### PROVIDED DATA
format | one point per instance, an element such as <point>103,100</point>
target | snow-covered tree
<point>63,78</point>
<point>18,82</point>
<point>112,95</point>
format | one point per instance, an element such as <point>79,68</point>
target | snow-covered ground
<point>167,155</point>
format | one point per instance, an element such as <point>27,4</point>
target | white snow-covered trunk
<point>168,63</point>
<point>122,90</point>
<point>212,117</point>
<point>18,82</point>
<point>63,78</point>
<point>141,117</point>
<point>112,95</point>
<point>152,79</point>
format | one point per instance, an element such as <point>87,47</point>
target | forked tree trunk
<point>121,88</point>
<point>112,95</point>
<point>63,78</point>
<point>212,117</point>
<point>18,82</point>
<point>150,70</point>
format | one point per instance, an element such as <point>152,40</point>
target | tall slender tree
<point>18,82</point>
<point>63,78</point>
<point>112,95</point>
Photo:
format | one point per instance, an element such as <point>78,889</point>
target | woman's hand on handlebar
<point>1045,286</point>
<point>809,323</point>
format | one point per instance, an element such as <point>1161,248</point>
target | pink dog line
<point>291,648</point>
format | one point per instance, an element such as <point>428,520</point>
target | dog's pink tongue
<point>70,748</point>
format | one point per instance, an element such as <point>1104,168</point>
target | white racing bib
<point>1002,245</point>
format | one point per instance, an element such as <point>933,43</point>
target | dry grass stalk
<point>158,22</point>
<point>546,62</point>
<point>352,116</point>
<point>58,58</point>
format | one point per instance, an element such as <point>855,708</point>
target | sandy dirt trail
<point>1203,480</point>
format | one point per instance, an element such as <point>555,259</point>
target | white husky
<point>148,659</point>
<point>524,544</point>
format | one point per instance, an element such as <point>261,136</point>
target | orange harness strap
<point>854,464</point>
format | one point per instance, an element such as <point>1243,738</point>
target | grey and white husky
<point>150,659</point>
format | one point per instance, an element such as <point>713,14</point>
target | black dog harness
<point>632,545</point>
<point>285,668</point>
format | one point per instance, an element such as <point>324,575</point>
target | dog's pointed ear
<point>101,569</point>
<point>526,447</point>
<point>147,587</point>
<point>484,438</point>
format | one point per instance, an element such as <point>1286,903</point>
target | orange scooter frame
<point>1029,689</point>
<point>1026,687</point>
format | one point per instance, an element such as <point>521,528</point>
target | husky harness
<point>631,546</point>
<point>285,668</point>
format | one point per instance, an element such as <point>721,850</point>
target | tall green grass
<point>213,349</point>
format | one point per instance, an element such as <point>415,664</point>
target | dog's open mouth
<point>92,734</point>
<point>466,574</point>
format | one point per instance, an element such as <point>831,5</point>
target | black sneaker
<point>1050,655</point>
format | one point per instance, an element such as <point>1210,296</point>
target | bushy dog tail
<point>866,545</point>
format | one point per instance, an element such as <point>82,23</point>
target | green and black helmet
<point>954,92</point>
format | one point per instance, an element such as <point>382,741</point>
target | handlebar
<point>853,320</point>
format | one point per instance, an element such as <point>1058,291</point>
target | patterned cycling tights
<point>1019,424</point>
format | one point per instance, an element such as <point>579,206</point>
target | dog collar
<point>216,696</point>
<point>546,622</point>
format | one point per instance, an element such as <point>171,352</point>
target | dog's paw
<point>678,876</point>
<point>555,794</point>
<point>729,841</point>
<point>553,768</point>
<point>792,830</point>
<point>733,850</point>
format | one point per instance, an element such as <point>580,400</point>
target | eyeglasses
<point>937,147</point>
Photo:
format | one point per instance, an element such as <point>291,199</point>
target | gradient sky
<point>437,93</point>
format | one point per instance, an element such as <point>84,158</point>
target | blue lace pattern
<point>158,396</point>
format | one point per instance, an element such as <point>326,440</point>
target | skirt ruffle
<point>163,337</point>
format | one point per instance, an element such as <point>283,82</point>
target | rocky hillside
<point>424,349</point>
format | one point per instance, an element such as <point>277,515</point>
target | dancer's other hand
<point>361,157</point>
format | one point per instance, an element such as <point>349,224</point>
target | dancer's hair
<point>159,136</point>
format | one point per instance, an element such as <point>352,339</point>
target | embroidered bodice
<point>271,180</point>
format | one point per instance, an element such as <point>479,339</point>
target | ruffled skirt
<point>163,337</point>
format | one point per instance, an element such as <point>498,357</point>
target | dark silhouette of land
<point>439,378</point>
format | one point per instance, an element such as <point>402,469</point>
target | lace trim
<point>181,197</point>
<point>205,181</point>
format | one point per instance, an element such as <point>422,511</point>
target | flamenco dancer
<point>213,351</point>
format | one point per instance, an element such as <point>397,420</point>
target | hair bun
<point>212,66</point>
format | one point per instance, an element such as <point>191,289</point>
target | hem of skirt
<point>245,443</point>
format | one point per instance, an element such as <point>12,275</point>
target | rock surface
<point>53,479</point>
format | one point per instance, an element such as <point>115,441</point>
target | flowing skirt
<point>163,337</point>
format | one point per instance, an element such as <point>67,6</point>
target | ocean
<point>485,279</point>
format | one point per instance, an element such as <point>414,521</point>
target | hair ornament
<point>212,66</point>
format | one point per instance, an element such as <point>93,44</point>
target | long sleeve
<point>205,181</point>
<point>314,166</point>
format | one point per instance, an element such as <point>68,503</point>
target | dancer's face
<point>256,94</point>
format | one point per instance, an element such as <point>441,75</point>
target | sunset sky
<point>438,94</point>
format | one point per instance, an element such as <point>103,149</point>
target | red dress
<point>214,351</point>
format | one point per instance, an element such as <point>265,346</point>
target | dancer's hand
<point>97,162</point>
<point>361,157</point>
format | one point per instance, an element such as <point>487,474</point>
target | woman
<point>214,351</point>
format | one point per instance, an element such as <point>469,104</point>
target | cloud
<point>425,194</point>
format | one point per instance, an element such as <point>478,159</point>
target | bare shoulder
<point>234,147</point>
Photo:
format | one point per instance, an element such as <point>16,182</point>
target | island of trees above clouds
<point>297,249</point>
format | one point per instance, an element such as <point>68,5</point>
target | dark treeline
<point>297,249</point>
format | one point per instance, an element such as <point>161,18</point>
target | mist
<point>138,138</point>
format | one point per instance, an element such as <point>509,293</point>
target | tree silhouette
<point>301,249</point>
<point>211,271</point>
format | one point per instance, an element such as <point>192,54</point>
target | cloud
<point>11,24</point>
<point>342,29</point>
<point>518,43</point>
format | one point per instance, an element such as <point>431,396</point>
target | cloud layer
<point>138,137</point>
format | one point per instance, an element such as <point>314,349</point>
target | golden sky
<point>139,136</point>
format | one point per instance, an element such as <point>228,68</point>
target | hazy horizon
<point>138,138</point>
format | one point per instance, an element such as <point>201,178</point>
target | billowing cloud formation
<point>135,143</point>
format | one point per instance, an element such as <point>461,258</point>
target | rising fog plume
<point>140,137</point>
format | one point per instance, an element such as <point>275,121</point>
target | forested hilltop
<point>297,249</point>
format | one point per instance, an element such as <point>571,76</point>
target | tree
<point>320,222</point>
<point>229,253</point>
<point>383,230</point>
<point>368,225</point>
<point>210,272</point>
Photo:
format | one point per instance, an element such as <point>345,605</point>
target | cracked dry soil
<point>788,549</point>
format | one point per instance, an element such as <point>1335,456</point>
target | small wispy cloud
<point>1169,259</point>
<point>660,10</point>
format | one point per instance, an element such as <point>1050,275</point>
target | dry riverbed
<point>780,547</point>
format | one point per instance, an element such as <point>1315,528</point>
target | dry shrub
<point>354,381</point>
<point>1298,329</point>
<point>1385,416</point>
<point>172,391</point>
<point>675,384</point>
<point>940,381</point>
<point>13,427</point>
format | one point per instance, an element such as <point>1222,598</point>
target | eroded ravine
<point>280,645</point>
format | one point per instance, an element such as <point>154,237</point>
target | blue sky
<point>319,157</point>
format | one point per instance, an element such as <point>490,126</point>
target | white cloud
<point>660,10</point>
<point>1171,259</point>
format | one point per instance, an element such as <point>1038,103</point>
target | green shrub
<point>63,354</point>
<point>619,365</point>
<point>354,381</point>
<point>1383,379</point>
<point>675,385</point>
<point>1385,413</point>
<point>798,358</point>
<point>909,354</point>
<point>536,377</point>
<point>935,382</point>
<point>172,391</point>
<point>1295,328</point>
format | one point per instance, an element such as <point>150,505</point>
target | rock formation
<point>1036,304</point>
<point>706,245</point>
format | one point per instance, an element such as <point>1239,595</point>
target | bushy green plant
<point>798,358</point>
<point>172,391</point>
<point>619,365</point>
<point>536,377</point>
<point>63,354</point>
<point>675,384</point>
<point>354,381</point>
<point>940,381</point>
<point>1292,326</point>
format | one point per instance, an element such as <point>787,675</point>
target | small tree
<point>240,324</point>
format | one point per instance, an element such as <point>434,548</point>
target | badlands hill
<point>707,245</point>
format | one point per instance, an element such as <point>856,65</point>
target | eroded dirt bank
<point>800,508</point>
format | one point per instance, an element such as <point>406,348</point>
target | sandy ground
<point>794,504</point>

### EXERCISE DESCRIPTION
Extract from the records above the lines from the one containing "such as <point>291,199</point>" to the one containing "such as <point>397,420</point>", both lines included, exactly as they appear and with nothing else.

### RESULT FOR THIS EXERCISE
format | one point per instance, an element such as <point>291,199</point>
target | gradient sky
<point>437,93</point>
format | one point per instance, an element such as <point>84,158</point>
target | blue lace pattern
<point>158,396</point>
format | one point per instance, an element such as <point>326,440</point>
target | skirt ruffle
<point>163,337</point>
format | one point per instance, an element such as <point>283,82</point>
target | rocky hillside
<point>424,349</point>
format | one point per instance, an element such as <point>277,515</point>
target | dancer's other hand
<point>361,157</point>
format | one point per instance, an element such as <point>349,224</point>
target | dancer's hair
<point>159,136</point>
format | one point per instance, an element such as <point>352,339</point>
target | embroidered bodice
<point>271,180</point>
format | one point per instance, an element such as <point>479,339</point>
target | ruffled skirt
<point>163,337</point>
format | one point per instance, an element such as <point>498,357</point>
target | dark silhouette of land
<point>439,378</point>
format | one point per instance, an element such as <point>402,469</point>
target | lace trim
<point>181,197</point>
<point>205,181</point>
format | one point per instance, an element such as <point>422,511</point>
target | flamenco dancer
<point>213,351</point>
format | one point per instance, an element such as <point>397,420</point>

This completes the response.